= BRIEF =
Every entry that follows should be reproduced exactly.

= DATA FOR REVIEW =
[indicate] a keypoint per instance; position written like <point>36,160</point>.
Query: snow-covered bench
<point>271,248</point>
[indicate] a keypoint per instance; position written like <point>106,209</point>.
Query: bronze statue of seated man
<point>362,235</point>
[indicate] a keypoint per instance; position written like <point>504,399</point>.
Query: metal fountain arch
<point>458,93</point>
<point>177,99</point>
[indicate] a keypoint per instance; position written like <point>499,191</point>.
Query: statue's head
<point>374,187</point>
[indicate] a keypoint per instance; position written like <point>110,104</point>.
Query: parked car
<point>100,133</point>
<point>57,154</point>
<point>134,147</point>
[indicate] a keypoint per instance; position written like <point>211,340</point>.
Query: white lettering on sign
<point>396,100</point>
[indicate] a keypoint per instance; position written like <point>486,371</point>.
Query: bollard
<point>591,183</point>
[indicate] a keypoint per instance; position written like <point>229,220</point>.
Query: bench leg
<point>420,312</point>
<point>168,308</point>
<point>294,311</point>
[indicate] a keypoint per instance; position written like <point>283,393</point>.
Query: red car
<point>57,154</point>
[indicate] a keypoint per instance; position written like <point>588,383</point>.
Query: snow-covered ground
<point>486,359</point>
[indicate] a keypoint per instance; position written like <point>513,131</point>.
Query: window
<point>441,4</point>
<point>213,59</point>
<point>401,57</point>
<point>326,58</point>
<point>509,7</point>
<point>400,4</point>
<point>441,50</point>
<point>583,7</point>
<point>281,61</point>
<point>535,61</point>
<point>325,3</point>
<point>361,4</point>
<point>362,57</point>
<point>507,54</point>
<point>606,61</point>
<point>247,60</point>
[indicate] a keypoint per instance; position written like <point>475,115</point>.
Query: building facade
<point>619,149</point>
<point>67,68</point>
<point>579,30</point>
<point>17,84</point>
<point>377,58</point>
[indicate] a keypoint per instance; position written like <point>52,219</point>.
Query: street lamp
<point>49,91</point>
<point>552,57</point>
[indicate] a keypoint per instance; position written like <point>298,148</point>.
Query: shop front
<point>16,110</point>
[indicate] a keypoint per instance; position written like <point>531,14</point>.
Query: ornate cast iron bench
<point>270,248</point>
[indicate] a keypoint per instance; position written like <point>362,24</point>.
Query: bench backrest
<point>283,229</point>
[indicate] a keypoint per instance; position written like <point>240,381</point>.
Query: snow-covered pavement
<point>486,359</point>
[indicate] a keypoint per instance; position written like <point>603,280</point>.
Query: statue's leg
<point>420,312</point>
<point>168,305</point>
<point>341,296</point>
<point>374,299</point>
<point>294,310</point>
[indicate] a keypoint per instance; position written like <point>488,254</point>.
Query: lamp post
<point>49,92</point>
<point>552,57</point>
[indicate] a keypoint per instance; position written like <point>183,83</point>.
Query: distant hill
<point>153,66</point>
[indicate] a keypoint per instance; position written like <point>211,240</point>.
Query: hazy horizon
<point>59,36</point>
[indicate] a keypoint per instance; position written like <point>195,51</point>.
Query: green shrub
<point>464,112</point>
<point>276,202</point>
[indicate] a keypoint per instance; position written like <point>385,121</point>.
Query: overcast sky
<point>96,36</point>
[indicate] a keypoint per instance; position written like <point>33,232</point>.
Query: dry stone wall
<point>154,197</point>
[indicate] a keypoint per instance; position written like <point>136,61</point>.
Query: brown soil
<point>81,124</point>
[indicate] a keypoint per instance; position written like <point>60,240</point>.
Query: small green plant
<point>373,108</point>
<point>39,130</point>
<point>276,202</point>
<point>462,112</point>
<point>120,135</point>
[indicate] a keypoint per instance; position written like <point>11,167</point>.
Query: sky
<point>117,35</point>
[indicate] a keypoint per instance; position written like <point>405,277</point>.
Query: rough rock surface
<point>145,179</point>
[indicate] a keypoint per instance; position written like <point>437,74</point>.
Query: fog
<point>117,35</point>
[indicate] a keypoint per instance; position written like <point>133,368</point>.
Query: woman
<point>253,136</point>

= ANSWER =
[indicate] a keypoint per instance; position written like <point>36,160</point>.
Query: snow-covered bench
<point>271,248</point>
[indicate] a keypoint per instance; position written like <point>106,209</point>.
Query: bronze statue of seated man
<point>362,235</point>
[indicate] a keypoint per instance; position written like <point>504,399</point>.
Query: metal fountain arch
<point>458,93</point>
<point>177,99</point>
[indicate] a keypoint per instance; position written like <point>499,191</point>.
Query: statue's head
<point>374,187</point>
[indicate] a keypoint per instance; position written like <point>110,104</point>.
Query: parked car
<point>100,133</point>
<point>57,154</point>
<point>134,147</point>
[indicate] a keypoint per instance; position written like <point>211,340</point>.
Query: white lettering on sign
<point>396,100</point>
[indicate] a keypoint per instance; position written like <point>486,371</point>.
Query: bollard
<point>591,183</point>
[indicate] a keypoint per instance; position written like <point>229,220</point>.
Query: bench leg
<point>420,312</point>
<point>168,308</point>
<point>294,311</point>
[indicate] a keypoint per instance; position written like <point>283,393</point>.
Query: red car
<point>57,154</point>
[indicate] a keypoint per instance; position written like <point>588,383</point>.
Query: snow-covered ground
<point>486,359</point>
[indicate] a keypoint per instance; position written like <point>513,131</point>.
Query: window
<point>441,4</point>
<point>213,59</point>
<point>401,57</point>
<point>326,58</point>
<point>509,7</point>
<point>400,4</point>
<point>441,50</point>
<point>583,7</point>
<point>281,61</point>
<point>535,61</point>
<point>325,3</point>
<point>361,4</point>
<point>362,57</point>
<point>507,54</point>
<point>606,61</point>
<point>247,60</point>
[indicate] a keypoint per instance; position written like <point>475,115</point>.
Query: building facade
<point>619,149</point>
<point>67,68</point>
<point>579,30</point>
<point>17,84</point>
<point>377,58</point>
[indicate] a keypoint per instance; position written like <point>52,219</point>.
Query: street lamp
<point>49,91</point>
<point>552,57</point>
[indicate] a keypoint per instance; position written like <point>298,148</point>.
Query: shop front
<point>16,110</point>
[indicate] a keypoint per instance; position written like <point>531,14</point>.
Query: ornate cast iron bench
<point>270,248</point>
[indicate] a keypoint per instance; position written like <point>362,24</point>.
Query: bench backrest
<point>283,229</point>
[indicate] a keypoint per instance; position written like <point>240,381</point>.
Query: snow-covered pavement
<point>486,359</point>
[indicate] a keypoint per instance; position written like <point>603,280</point>.
Query: statue's leg
<point>420,312</point>
<point>168,305</point>
<point>341,296</point>
<point>374,299</point>
<point>294,310</point>
[indicate] a keypoint per instance; position written like <point>488,254</point>.
Query: lamp post
<point>49,92</point>
<point>552,57</point>
[indicate] a keypoint per instance; position written like <point>183,83</point>.
Query: distant hill
<point>153,66</point>
[indicate] a keypoint per instance; position written like <point>211,240</point>.
Query: hazy horizon
<point>59,36</point>
[indicate] a keypoint per instance; position written like <point>195,51</point>.
Query: green shrub
<point>464,112</point>
<point>276,202</point>
[indicate] a keypoint per instance; position written like <point>385,121</point>.
Query: overcast sky
<point>96,36</point>
[indicate] a keypoint per instance; position written like <point>33,232</point>.
Query: dry stone wall
<point>154,197</point>
[indicate] a keypoint per instance; position written like <point>136,61</point>.
Query: brown soil
<point>81,124</point>
[indicate] a keypoint per instance; position written like <point>60,240</point>.
Query: small green plant
<point>373,108</point>
<point>39,130</point>
<point>276,202</point>
<point>462,112</point>
<point>120,135</point>
[indicate] a keypoint per instance; position written like <point>11,167</point>.
Query: sky
<point>117,35</point>
[indicate] a keypoint per instance; position written like <point>405,277</point>.
Query: rough rock surface
<point>145,179</point>
[indicate] a keypoint per instance; position written like <point>437,74</point>.
Query: fog
<point>117,35</point>
[indicate] a keypoint per instance; position written like <point>133,368</point>.
Query: woman
<point>253,136</point>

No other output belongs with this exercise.